Retype the full set of data, character for character.

(Record extracts Opens)

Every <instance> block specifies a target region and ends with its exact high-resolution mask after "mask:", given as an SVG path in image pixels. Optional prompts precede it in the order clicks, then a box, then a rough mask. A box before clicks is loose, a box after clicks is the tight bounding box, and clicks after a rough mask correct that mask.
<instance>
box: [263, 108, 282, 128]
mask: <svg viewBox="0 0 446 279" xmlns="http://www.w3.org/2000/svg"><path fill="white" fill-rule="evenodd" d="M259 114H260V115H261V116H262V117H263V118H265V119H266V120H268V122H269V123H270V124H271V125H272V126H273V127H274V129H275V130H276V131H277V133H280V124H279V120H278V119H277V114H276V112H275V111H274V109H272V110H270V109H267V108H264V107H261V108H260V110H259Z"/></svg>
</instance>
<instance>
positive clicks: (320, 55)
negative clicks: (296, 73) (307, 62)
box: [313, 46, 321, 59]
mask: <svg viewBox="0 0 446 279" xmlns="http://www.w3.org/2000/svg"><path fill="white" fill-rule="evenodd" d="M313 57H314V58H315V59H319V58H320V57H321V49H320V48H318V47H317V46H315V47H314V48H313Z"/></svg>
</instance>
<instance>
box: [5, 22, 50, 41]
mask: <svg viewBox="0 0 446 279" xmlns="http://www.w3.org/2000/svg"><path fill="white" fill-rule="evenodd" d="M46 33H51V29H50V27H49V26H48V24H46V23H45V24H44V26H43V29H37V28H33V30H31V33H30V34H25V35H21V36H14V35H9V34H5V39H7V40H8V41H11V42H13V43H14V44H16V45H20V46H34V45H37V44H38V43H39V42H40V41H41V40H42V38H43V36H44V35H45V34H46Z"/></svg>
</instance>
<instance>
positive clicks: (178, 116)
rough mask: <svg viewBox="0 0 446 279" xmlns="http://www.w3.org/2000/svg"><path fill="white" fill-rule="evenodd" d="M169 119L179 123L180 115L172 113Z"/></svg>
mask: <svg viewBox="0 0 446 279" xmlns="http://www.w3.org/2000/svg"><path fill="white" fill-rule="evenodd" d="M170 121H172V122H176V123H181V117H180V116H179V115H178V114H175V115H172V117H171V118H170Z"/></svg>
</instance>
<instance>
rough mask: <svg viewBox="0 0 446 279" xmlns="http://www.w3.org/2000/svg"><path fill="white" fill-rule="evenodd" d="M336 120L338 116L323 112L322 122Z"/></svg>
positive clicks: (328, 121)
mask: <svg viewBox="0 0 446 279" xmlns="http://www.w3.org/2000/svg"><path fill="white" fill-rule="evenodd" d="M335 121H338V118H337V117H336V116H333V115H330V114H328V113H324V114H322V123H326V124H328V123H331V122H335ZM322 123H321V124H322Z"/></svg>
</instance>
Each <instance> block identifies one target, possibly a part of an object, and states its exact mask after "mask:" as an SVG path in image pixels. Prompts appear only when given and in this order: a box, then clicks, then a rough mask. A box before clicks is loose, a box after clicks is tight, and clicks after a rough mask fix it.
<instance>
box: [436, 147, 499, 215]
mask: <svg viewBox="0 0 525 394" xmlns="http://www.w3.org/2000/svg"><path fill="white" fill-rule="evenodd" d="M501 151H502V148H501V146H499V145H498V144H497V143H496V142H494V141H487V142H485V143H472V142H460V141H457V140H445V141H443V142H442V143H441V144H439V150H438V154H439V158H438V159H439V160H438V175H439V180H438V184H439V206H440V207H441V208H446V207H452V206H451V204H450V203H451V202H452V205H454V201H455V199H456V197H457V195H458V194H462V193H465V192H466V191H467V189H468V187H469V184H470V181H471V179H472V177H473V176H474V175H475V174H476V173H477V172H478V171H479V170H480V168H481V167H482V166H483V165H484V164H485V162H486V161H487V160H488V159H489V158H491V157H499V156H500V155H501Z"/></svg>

(Record extracts Closes)

> **Response area**
Every <instance> block specifies a target region and ends with its exact high-resolution mask after "mask:", given as an SVG path in image pixels. Optional prompts precede it in the order clicks, then a box, then a rough mask. A box before clicks is loose, a box after clicks is the tight bounding box, and clicks after a rough mask correct that mask.
<instance>
box: [263, 108, 282, 128]
mask: <svg viewBox="0 0 446 279" xmlns="http://www.w3.org/2000/svg"><path fill="white" fill-rule="evenodd" d="M259 114H260V115H261V116H262V117H263V118H265V119H266V120H268V122H269V123H270V124H271V125H272V126H273V127H274V129H275V130H276V131H277V133H280V124H279V120H278V119H277V114H276V112H275V111H274V109H272V110H270V109H267V108H264V107H261V108H260V110H259Z"/></svg>
</instance>
<instance>
positive clicks: (320, 55)
negative clicks: (296, 73) (307, 62)
box: [313, 46, 321, 59]
mask: <svg viewBox="0 0 446 279" xmlns="http://www.w3.org/2000/svg"><path fill="white" fill-rule="evenodd" d="M313 57H314V58H315V59H319V58H320V57H321V49H320V48H318V47H317V46H315V47H314V48H313Z"/></svg>
</instance>
<instance>
box: [5, 22, 50, 41]
mask: <svg viewBox="0 0 446 279" xmlns="http://www.w3.org/2000/svg"><path fill="white" fill-rule="evenodd" d="M46 33H51V29H50V27H49V26H48V24H46V23H45V24H44V26H43V29H37V28H33V30H31V33H30V34H25V35H21V36H14V35H9V34H5V39H7V40H8V41H11V42H13V43H14V44H16V45H20V46H34V45H37V44H38V43H39V42H40V41H41V40H42V38H43V36H44V35H45V34H46Z"/></svg>
</instance>
<instance>
positive clicks: (178, 116)
rough mask: <svg viewBox="0 0 446 279" xmlns="http://www.w3.org/2000/svg"><path fill="white" fill-rule="evenodd" d="M169 119L179 123L180 115L172 113Z"/></svg>
mask: <svg viewBox="0 0 446 279" xmlns="http://www.w3.org/2000/svg"><path fill="white" fill-rule="evenodd" d="M170 121H172V122H176V123H181V117H180V116H179V115H178V114H175V115H172V117H171V118H170Z"/></svg>
</instance>
<instance>
rough mask: <svg viewBox="0 0 446 279" xmlns="http://www.w3.org/2000/svg"><path fill="white" fill-rule="evenodd" d="M336 120L338 116L323 112L322 122Z"/></svg>
positive clicks: (328, 121)
mask: <svg viewBox="0 0 446 279" xmlns="http://www.w3.org/2000/svg"><path fill="white" fill-rule="evenodd" d="M335 121H338V118H337V117H336V116H333V115H330V114H328V113H324V114H322V123H326V124H328V123H331V122H335ZM322 123H321V124H322Z"/></svg>
</instance>
Each <instance> block identifies one target, possibly a part of an object, and states its exact mask after "mask:" as an SVG path in image pixels. Prompts appear only when given and in this order: a box, then clicks, then a rough mask. A box before clicks is loose, a box after clicks is tight, and clicks after a rough mask fix it.
<instance>
box: [436, 147, 499, 215]
mask: <svg viewBox="0 0 525 394" xmlns="http://www.w3.org/2000/svg"><path fill="white" fill-rule="evenodd" d="M501 151H502V148H501V146H499V145H498V144H497V143H496V142H494V141H487V142H485V143H472V142H460V141H457V140H445V141H443V142H442V143H441V144H439V150H438V154H439V158H438V159H439V160H438V175H439V180H438V184H439V206H440V207H441V208H446V207H452V206H451V204H450V203H451V202H452V205H454V201H455V199H456V197H457V195H458V194H462V193H465V192H466V191H467V189H468V187H469V184H470V181H471V179H472V177H473V176H474V175H475V174H476V173H477V172H478V171H479V170H480V168H481V167H482V166H483V165H484V164H485V162H486V161H487V160H488V159H489V158H491V157H499V156H500V155H501Z"/></svg>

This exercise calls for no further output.